(Records of labeled boxes)
* * * * *
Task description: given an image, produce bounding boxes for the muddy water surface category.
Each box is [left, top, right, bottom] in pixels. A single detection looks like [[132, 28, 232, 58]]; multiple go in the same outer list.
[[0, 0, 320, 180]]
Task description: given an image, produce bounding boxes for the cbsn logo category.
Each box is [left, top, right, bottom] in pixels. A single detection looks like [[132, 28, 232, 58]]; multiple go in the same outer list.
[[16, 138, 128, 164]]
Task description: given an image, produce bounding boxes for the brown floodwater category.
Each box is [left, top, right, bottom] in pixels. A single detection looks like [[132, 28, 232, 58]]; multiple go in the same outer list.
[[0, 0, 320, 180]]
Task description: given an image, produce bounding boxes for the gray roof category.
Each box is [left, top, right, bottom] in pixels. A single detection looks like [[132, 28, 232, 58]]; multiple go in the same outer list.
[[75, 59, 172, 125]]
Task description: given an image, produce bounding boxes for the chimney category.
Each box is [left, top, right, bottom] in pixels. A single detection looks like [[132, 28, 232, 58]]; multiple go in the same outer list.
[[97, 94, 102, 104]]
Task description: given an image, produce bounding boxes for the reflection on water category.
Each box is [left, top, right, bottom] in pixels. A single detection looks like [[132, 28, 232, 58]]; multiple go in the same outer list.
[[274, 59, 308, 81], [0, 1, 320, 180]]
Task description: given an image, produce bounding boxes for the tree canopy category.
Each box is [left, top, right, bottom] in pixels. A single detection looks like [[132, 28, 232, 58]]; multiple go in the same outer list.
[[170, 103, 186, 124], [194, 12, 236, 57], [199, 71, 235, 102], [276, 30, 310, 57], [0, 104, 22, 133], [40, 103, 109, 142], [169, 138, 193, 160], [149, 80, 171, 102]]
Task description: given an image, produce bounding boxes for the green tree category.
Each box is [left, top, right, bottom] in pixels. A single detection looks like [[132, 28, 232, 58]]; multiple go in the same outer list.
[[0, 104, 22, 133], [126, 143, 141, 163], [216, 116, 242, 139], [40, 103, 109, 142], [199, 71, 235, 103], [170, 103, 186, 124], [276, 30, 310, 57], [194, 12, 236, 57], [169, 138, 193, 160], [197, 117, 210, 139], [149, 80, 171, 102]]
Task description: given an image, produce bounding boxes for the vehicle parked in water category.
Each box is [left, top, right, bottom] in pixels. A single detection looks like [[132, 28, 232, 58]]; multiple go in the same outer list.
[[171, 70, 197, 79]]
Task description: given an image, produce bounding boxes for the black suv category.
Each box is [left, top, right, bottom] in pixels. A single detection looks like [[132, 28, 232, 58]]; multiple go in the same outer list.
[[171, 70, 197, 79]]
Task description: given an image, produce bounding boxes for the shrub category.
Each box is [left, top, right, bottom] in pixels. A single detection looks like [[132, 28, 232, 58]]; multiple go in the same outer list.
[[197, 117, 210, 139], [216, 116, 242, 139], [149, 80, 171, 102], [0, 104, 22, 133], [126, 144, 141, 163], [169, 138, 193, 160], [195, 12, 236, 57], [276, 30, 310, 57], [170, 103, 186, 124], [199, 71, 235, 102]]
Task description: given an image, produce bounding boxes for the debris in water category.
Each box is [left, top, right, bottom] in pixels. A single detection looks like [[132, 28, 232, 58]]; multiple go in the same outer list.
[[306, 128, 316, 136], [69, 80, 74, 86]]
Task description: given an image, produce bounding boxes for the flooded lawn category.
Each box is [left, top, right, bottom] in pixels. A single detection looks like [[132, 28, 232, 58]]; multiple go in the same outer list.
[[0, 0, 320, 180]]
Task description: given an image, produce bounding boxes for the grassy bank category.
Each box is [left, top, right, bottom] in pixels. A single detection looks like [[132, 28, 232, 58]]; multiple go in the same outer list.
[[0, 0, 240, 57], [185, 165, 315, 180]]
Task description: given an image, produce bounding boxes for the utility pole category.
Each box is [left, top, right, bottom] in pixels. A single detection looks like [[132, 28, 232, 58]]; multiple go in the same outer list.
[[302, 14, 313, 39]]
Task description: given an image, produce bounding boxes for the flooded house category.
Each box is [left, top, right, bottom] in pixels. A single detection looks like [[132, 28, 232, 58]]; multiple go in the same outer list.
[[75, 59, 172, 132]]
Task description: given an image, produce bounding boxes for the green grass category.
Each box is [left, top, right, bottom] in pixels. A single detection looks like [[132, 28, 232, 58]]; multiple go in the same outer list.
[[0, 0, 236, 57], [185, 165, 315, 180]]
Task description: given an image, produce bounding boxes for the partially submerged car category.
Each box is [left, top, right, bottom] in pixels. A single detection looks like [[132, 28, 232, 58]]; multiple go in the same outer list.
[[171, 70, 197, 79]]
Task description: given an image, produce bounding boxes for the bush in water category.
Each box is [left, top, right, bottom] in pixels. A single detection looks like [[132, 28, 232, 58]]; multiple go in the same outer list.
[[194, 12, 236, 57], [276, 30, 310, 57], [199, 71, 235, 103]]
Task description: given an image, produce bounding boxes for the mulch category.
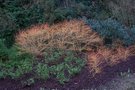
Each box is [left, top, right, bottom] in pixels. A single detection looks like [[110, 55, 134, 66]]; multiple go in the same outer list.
[[0, 57, 135, 90]]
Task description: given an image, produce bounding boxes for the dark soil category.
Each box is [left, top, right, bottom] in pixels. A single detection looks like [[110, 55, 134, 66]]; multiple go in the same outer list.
[[0, 57, 135, 90]]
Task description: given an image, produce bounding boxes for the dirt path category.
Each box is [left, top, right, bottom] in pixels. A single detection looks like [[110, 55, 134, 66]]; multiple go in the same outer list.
[[0, 57, 135, 90]]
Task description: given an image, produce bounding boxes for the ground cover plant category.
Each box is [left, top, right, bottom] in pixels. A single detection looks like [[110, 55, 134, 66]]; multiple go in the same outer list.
[[0, 0, 135, 90]]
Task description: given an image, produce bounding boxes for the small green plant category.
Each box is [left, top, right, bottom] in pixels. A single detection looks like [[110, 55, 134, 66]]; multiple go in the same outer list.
[[21, 78, 35, 86], [0, 40, 33, 78], [36, 63, 49, 80], [45, 50, 85, 84]]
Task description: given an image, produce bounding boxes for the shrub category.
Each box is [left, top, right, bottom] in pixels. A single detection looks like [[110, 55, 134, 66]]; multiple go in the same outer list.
[[104, 0, 135, 26], [87, 18, 134, 45], [16, 20, 102, 55], [0, 41, 32, 78], [88, 45, 133, 74], [42, 49, 85, 84]]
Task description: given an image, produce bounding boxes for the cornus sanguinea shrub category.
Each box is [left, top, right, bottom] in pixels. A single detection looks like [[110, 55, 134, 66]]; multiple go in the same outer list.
[[16, 20, 102, 55]]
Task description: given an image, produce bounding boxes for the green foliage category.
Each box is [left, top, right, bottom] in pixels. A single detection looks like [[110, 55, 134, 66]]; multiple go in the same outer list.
[[44, 50, 85, 84], [21, 78, 35, 86], [87, 18, 135, 45], [36, 63, 49, 80], [0, 42, 32, 78]]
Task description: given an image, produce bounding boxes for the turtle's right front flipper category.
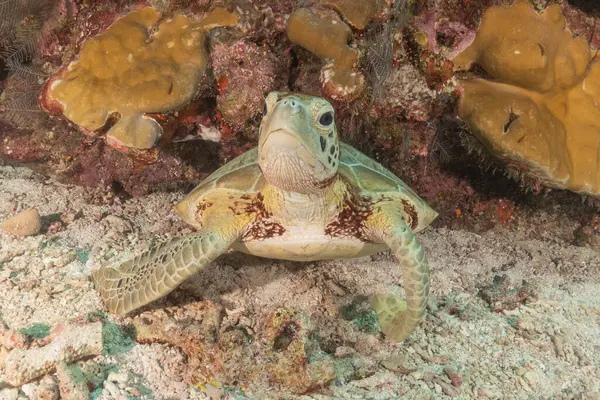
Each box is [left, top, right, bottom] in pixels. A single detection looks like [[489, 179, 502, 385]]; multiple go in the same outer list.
[[92, 232, 238, 315]]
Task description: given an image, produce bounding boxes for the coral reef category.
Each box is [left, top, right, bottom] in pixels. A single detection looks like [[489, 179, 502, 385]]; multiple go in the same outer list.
[[287, 8, 366, 102], [134, 301, 335, 394], [40, 7, 237, 149], [211, 39, 285, 131], [5, 322, 103, 386], [323, 0, 384, 30], [453, 0, 600, 196], [0, 208, 41, 236]]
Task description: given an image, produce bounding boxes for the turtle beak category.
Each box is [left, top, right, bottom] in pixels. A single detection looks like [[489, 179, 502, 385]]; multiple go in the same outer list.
[[259, 97, 316, 160]]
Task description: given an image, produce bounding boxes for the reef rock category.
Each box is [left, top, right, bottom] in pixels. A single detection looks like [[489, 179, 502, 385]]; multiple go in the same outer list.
[[453, 0, 600, 196], [40, 7, 237, 149]]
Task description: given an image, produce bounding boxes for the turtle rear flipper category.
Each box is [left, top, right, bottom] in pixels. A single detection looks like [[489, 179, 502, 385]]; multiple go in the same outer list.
[[92, 232, 237, 315], [371, 214, 429, 342]]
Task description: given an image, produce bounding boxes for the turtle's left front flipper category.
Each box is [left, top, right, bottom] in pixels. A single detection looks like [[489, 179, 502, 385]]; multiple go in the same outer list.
[[92, 231, 238, 315], [368, 216, 429, 342]]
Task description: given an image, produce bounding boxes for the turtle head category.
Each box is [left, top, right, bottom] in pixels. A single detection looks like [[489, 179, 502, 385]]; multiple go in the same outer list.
[[258, 92, 340, 193]]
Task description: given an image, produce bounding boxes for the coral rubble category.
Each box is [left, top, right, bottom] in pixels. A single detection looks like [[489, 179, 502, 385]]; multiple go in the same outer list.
[[453, 0, 600, 196], [133, 301, 335, 393], [323, 0, 382, 30], [287, 8, 366, 101], [5, 322, 103, 386], [41, 7, 237, 149]]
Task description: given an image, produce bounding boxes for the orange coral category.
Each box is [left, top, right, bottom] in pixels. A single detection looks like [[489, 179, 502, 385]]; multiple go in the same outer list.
[[43, 7, 237, 149], [453, 0, 600, 196], [287, 8, 365, 101], [323, 0, 383, 30]]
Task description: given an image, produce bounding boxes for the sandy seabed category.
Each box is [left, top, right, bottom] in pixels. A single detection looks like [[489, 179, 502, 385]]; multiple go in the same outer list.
* * * * *
Update the material above by replacing "Task description" with "Instruction" and keeping everything else the same, starting at the line that has "submerged car category." and stopping after the line that has "50, 85, 84]]". Give only those lines, and leave the pictures out.

_RESULT BELOW:_
Instruction: given an image, produce bounding boxes for the partially submerged car category.
Each box is [left, top, right, bottom] in pixels. A single detection looks like [[132, 28, 232, 58]]; multiple go in the same outer list.
[[171, 70, 197, 79]]
Instruction: given an image, produce bounding boxes for the bush in water category.
Each box is [left, top, right, bottom] in pixels. A single detection looks like [[132, 28, 232, 58]]; multiple go in the same outer list.
[[194, 12, 236, 57], [276, 30, 310, 57], [199, 71, 235, 103]]
Instruction: given an image, produce bounding boxes for the mulch category.
Each box is [left, top, right, bottom] in pixels. A single detection looks like [[110, 55, 134, 66]]; multiple go in the same outer list.
[[0, 57, 135, 90]]
Instruction: given an image, produce bounding boxes for the dark soil category.
Each box is [left, top, right, bottom] in pixels. A single detection looks like [[110, 55, 134, 66]]; multiple go in the same outer list.
[[0, 57, 135, 90]]
Instruction: given an image, produce bounding boxes for the dirt path category.
Each box is [left, top, right, bottom] in pixels. A single detection looks like [[110, 55, 134, 66]]; multiple go in the same outer list.
[[0, 57, 135, 90]]
Instruction: given an image, produce bounding boxes for the ground cover plant category.
Each box is [left, top, right, bottom] in pixels. A single detection looks like [[110, 55, 134, 66]]; multiple go in the same outer list.
[[0, 0, 135, 90]]
Instruction: given an image, produce bounding boxes for the small green plant category.
Each box is [left, top, right, bottom] in pixels. A single detection looks like [[110, 55, 134, 66]]; multiple go in the same outer list.
[[21, 78, 35, 86], [0, 40, 33, 78], [36, 63, 49, 80], [45, 50, 85, 84]]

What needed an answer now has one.